> Указания к заданию: На какой корабль подрядился сын Аграфены, убежав из родного дома, согласно отрывку о материнском ожидании?

> Фрагмент документа:
#####
Мы все стремимся стать взрослыми, совершать самостоятельные поступки, хотим поскорее выпорхнуть из под родительского крыла, чтобы не давила на нас чужая воля. Но думая о себе, зачастую не предполагаем о том, как это аукнется в сердце наших родителей, какую боль испытывают от этого наши мамы. Вот и Аграфена, сын которой убежал из родного дома, подрядившись на иностранный корабль, продолжает ждать и верить. Неиссякаемое терпение. Так только матери могут – ждать, когда, казалось бы, уже нечего ждать, и ВЕРИТЬ, когда уже все верить перестали. Только мама может ждать всю жизнь и помнить – где находятся родинки у её ребёнка.
#####
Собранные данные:
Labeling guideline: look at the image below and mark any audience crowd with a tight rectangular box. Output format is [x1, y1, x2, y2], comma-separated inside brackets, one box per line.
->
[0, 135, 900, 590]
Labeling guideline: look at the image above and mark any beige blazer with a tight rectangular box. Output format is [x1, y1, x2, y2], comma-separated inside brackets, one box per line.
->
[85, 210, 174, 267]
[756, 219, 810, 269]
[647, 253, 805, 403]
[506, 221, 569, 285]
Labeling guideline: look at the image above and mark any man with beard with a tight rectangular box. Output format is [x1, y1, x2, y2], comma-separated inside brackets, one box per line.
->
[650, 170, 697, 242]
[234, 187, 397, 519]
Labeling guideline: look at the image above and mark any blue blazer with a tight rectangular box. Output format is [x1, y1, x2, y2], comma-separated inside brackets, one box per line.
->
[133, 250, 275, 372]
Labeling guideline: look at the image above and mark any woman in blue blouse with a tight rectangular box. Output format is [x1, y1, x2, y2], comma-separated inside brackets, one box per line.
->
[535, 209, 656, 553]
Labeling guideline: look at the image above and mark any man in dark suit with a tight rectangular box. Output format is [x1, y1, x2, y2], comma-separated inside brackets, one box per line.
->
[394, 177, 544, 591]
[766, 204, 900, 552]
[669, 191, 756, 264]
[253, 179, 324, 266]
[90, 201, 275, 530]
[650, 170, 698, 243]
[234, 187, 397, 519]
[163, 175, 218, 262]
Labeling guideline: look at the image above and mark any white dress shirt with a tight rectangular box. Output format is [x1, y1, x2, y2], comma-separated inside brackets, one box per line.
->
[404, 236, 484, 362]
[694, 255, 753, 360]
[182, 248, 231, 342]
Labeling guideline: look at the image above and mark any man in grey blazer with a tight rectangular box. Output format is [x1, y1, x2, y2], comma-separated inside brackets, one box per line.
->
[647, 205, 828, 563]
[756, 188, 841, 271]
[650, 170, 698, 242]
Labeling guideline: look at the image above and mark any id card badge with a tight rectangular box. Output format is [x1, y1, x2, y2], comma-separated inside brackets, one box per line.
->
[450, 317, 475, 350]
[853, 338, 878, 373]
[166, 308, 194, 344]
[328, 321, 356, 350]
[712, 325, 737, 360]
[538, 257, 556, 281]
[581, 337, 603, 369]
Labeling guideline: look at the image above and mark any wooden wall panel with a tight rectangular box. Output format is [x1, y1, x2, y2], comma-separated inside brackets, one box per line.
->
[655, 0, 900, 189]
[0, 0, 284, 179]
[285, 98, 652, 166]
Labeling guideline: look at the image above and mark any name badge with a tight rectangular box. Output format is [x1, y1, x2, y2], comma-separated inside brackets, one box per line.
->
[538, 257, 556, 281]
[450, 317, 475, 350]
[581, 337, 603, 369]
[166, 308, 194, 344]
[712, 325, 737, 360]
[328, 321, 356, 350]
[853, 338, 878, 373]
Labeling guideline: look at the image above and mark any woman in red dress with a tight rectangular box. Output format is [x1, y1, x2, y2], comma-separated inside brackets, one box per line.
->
#####
> Решение задания: На иностранный корабль.